▸ **Task statement**
Can you copy out the listing below line for line, without the pictures?

▸ **Dataset extract**

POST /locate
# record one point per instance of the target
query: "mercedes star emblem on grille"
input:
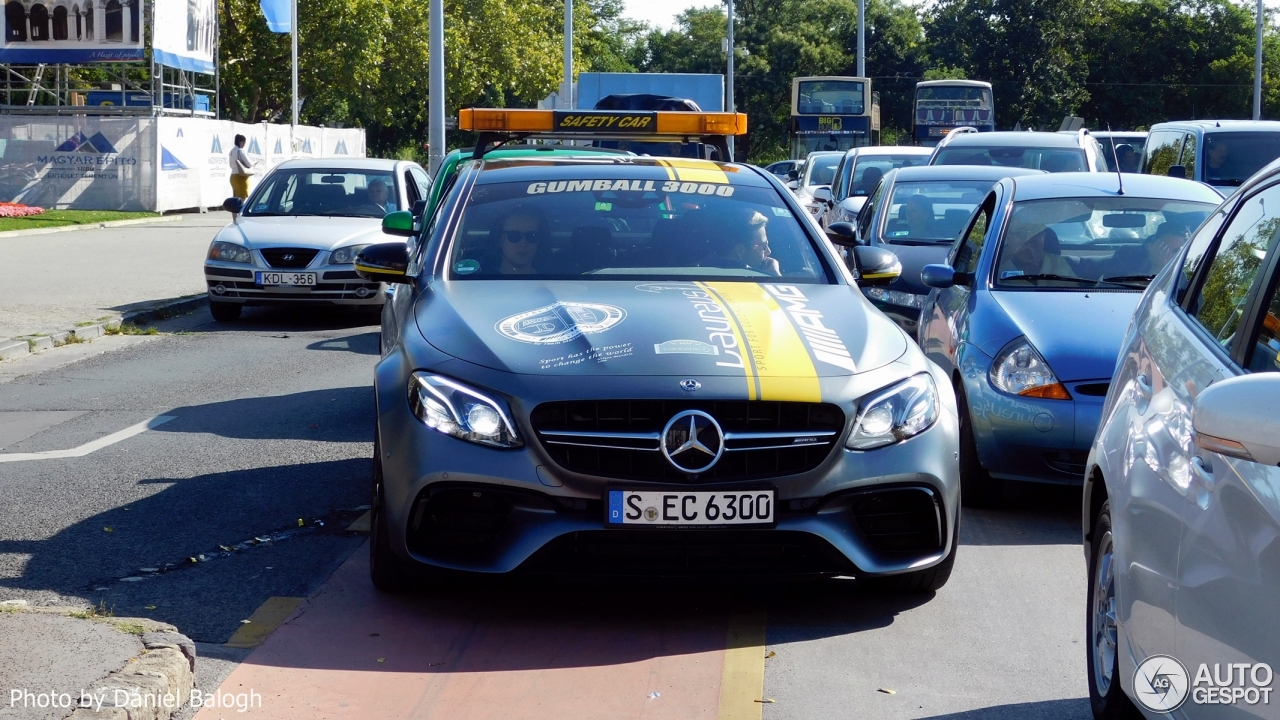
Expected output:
(693, 441)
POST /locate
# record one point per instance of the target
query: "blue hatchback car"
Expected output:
(1031, 309)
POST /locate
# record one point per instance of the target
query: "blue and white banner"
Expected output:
(69, 31)
(184, 35)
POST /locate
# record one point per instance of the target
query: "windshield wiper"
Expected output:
(1120, 279)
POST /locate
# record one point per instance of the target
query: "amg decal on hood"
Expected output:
(824, 343)
(560, 322)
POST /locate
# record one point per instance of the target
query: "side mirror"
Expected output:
(944, 277)
(876, 265)
(400, 222)
(385, 261)
(844, 235)
(1240, 418)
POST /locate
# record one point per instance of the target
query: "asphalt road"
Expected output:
(273, 423)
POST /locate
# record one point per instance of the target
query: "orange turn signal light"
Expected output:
(1056, 391)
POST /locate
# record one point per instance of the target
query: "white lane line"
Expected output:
(88, 446)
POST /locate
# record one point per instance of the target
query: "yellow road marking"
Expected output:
(743, 679)
(264, 621)
(781, 363)
(360, 524)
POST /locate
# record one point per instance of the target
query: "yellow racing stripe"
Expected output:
(778, 358)
(694, 171)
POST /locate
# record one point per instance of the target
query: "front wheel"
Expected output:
(1106, 696)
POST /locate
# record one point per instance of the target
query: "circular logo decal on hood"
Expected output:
(561, 322)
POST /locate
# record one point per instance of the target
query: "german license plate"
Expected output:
(284, 278)
(702, 507)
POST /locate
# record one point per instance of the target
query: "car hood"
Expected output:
(658, 328)
(914, 258)
(1078, 333)
(318, 232)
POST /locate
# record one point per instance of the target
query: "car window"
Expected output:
(969, 251)
(868, 213)
(1082, 242)
(647, 228)
(933, 213)
(1164, 149)
(1224, 290)
(1188, 159)
(330, 192)
(1048, 159)
(1265, 355)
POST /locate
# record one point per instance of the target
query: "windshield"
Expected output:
(1080, 244)
(359, 194)
(1232, 158)
(830, 98)
(869, 169)
(1048, 159)
(630, 228)
(821, 169)
(928, 213)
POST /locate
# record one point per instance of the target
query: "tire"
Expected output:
(922, 580)
(387, 570)
(1106, 696)
(977, 487)
(225, 311)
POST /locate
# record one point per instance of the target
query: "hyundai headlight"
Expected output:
(461, 411)
(229, 253)
(346, 255)
(896, 297)
(1019, 369)
(894, 414)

▸ **Task answer**
POST /locate
# record one point per instance of the target
query: "mercedes star emblem on grille"
input:
Expected output:
(693, 441)
POST /locate
# record one point per instance of the target
query: "blue hatchback car"
Expected output:
(1031, 309)
POST /locate
# record one point per instance of the target
query: "blue and white banner"
Expected output:
(69, 31)
(184, 35)
POST /locate
# record one point per instance of the target
query: "windshield wiper"
Expected output:
(1120, 279)
POST /locate
# record one point per instance of the target
query: "amg decal on hood"
Expected output:
(824, 343)
(560, 322)
POST /locate
# record one point per instance of the target
query: "side mirror"
Expected output:
(944, 277)
(876, 265)
(400, 222)
(385, 261)
(844, 235)
(1240, 418)
POST /locate
# record one point per instance of the target
query: "asphalt road"
Expected output:
(273, 423)
POST /locate
# record one point per instance of the target
query: "orange turn signal light"
Expected output:
(1056, 391)
POST /locate
# record one point per instance of the target
query: "white lane line"
Expected output:
(88, 446)
POST /locate
# record one point per instance of the target
query: "yellow road marking"
Expected output:
(743, 679)
(264, 621)
(781, 363)
(360, 524)
POST /locate
# record one point per instance of the target
query: "yellow racing stripe"
Expected output:
(778, 358)
(694, 171)
POST /locate
# record one point per instance of the target
query: "front wheel"
Expected output:
(1106, 696)
POST /locate
# record one point per instance of the target
query: "circular logo decal on hood"
Expected output:
(561, 322)
POST /locate
# record one point per instance of the target
query: "german license plate"
Expected output:
(284, 278)
(702, 507)
POST /locate
# record one point per instance of the target
query: "car hood"
Expected output:
(658, 328)
(914, 258)
(1078, 333)
(318, 232)
POST /locate
# record one point per instance of the target
query: "car window"
Expected output:
(969, 251)
(868, 213)
(1082, 242)
(647, 228)
(933, 213)
(1164, 149)
(1224, 290)
(1188, 159)
(330, 192)
(1048, 159)
(1265, 355)
POST /locate
# record one point per instance of the target
query: "windshield"
Expected output:
(1080, 244)
(359, 194)
(1232, 158)
(830, 98)
(869, 169)
(1048, 159)
(630, 228)
(821, 169)
(928, 213)
POST /locate
# record one point per instance of the target
query: "tire"
Expected output:
(922, 580)
(387, 570)
(1106, 696)
(977, 487)
(225, 311)
POST /locate
# record one point per instance of the target
query: "hyundai headlight"
Expected output:
(461, 411)
(229, 253)
(346, 255)
(896, 297)
(1019, 369)
(894, 414)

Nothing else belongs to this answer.